» Task data:
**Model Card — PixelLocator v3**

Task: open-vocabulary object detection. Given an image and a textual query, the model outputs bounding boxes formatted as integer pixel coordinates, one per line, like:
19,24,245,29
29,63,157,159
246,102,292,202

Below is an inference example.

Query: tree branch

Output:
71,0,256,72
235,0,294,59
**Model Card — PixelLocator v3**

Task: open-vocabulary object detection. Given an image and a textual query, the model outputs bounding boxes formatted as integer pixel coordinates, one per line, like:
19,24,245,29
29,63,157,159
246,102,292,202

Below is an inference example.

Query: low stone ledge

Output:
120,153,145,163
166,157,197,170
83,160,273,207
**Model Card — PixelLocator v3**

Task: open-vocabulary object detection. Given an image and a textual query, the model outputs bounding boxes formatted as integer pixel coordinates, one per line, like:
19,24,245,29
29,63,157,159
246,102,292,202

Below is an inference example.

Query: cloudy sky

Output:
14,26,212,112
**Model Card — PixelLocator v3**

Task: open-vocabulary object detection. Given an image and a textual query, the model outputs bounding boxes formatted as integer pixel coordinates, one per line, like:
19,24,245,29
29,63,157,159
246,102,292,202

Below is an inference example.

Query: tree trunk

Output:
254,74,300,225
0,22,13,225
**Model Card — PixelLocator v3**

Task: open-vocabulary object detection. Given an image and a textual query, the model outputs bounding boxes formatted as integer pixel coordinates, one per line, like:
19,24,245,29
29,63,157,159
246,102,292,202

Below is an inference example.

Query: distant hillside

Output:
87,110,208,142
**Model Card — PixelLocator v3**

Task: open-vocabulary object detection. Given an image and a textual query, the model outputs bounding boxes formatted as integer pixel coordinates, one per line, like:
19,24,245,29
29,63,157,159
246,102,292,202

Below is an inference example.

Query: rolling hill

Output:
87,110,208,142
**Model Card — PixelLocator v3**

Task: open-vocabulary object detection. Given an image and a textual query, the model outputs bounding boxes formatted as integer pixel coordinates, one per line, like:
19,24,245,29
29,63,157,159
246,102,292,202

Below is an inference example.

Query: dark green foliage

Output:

» Exercise details: Return every item above, line for line, with no changes.

» Response to this task:
**Model Card — PixelLocator v3**

Task: open-vocabulary object detection. Given an image and a textual query, the model outputs bounding boxes formatted as integer pixel coordinates, one per line, like:
19,24,245,29
29,63,157,159
246,102,292,202

Below is an inference example.

Query: tree branch

Output:
71,0,256,72
235,0,294,59
**Model Card — PixelLocator v3**

Task: open-vocabulary object detection. Given an image and a textual query, the model outputs bounding boxes formatted as integer pixel coordinates, one per line, like:
19,24,245,29
29,63,157,159
246,102,292,202

Below is an inference example.

Query: low stone ledge

Output:
120,153,145,163
166,157,197,170
83,160,273,207
**Model Card — PixelLocator v3**

Task: open-vocabulary object detection. Given an image and a textual query, the model outputs bounding boxes formatted as integer pixel coordinates, one per line, like:
19,24,245,29
29,63,157,159
246,102,292,202

Below is an inference example.

Query: cloudy sky

Output:
14,26,212,112
**Model Card — PixelLocator v3**

Task: open-vocabulary object detection. Given an image and a textual query, the model outputs bounding boxes formatted as integer pixel coordinates, one per line, like:
19,24,245,29
29,63,157,159
246,102,292,202

Below is an inference example.

Query: tree trunk

Output:
254,74,300,225
0,22,13,225
**Model Card — PixelLocator v3**

Task: open-vocabulary object detection. Given an image and a textual query, the model outputs bounding boxes formatted as integer pixel coordinates, one per line, like:
19,24,245,29
29,63,157,159
246,102,292,202

Below is an inference example.

Query: distant hillside

Output:
87,110,208,142
**Model Card — PixelLocator v3**

Task: open-vocabulary object detection. Given an image and a textual query, the model outputs bounding boxes formatted as integer pixel coordinates, one per line, like:
19,24,245,29
29,63,157,159
246,102,292,202

Below is an inference example.

Query: rolling hill

Output:
87,110,208,142
**Model Card — PixelLocator v3**

Task: open-vocabulary object detection. Given an image and a textual query, the model outputs bounding boxes formatted as integer pixel coordinates, one per line, like:
19,24,245,29
29,63,157,159
246,102,292,202

Below is an inference example.

Query: dark green foliage

Output:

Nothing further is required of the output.